▶ To be done
Give only the number of lines in the items below that contain the string "girl". Case counts.

▶ Data shown
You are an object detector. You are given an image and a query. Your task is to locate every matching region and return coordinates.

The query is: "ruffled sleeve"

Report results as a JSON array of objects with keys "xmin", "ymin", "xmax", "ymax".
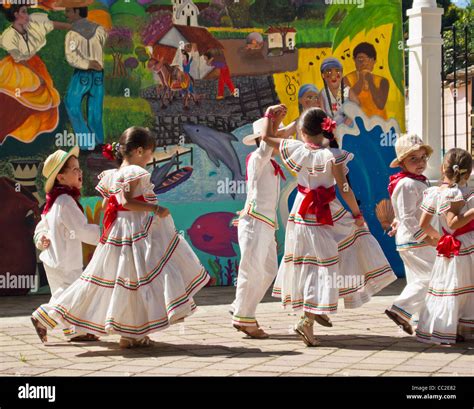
[
  {"xmin": 420, "ymin": 186, "xmax": 439, "ymax": 216},
  {"xmin": 95, "ymin": 169, "xmax": 116, "ymax": 199},
  {"xmin": 438, "ymin": 186, "xmax": 465, "ymax": 214},
  {"xmin": 280, "ymin": 139, "xmax": 310, "ymax": 173}
]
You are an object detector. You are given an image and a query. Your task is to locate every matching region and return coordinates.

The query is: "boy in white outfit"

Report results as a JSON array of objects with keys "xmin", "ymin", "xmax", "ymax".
[
  {"xmin": 385, "ymin": 134, "xmax": 436, "ymax": 335},
  {"xmin": 31, "ymin": 146, "xmax": 100, "ymax": 342},
  {"xmin": 231, "ymin": 106, "xmax": 287, "ymax": 339}
]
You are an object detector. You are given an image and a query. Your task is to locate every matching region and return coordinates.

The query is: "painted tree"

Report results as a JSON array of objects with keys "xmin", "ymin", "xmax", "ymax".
[
  {"xmin": 140, "ymin": 10, "xmax": 173, "ymax": 45},
  {"xmin": 324, "ymin": 0, "xmax": 405, "ymax": 94},
  {"xmin": 105, "ymin": 27, "xmax": 133, "ymax": 78}
]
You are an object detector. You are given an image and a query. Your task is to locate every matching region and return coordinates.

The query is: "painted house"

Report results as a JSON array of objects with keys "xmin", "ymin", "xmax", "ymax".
[
  {"xmin": 265, "ymin": 27, "xmax": 296, "ymax": 56},
  {"xmin": 173, "ymin": 0, "xmax": 199, "ymax": 27},
  {"xmin": 146, "ymin": 24, "xmax": 224, "ymax": 79}
]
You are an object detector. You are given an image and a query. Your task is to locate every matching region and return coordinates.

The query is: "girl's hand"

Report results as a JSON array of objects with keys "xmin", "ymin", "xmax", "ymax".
[
  {"xmin": 155, "ymin": 206, "xmax": 170, "ymax": 219},
  {"xmin": 387, "ymin": 219, "xmax": 400, "ymax": 237},
  {"xmin": 38, "ymin": 235, "xmax": 51, "ymax": 250},
  {"xmin": 354, "ymin": 214, "xmax": 365, "ymax": 227}
]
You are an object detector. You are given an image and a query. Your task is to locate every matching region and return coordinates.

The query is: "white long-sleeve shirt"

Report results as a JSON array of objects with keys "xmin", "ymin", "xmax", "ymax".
[
  {"xmin": 392, "ymin": 177, "xmax": 428, "ymax": 251},
  {"xmin": 34, "ymin": 195, "xmax": 100, "ymax": 271},
  {"xmin": 64, "ymin": 20, "xmax": 107, "ymax": 70}
]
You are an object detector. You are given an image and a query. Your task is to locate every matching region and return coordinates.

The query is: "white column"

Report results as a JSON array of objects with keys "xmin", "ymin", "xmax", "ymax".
[{"xmin": 407, "ymin": 0, "xmax": 443, "ymax": 179}]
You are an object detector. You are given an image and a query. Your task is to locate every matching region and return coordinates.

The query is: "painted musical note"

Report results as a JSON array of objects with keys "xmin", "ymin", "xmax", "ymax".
[
  {"xmin": 316, "ymin": 51, "xmax": 326, "ymax": 61},
  {"xmin": 341, "ymin": 48, "xmax": 351, "ymax": 61},
  {"xmin": 375, "ymin": 34, "xmax": 385, "ymax": 44}
]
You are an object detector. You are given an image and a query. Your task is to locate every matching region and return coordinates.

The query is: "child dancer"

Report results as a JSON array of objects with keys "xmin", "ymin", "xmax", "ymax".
[
  {"xmin": 385, "ymin": 134, "xmax": 439, "ymax": 335},
  {"xmin": 416, "ymin": 148, "xmax": 474, "ymax": 345},
  {"xmin": 263, "ymin": 108, "xmax": 396, "ymax": 346},
  {"xmin": 231, "ymin": 106, "xmax": 286, "ymax": 339},
  {"xmin": 46, "ymin": 127, "xmax": 209, "ymax": 348},
  {"xmin": 31, "ymin": 147, "xmax": 100, "ymax": 342}
]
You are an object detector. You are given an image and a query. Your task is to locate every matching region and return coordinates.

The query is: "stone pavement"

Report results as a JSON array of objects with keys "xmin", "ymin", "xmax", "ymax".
[{"xmin": 0, "ymin": 280, "xmax": 474, "ymax": 376}]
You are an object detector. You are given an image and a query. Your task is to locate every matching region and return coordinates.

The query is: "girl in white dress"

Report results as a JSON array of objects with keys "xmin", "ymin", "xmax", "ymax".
[
  {"xmin": 51, "ymin": 127, "xmax": 209, "ymax": 348},
  {"xmin": 263, "ymin": 108, "xmax": 396, "ymax": 346},
  {"xmin": 416, "ymin": 148, "xmax": 474, "ymax": 345}
]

▶ Task output
2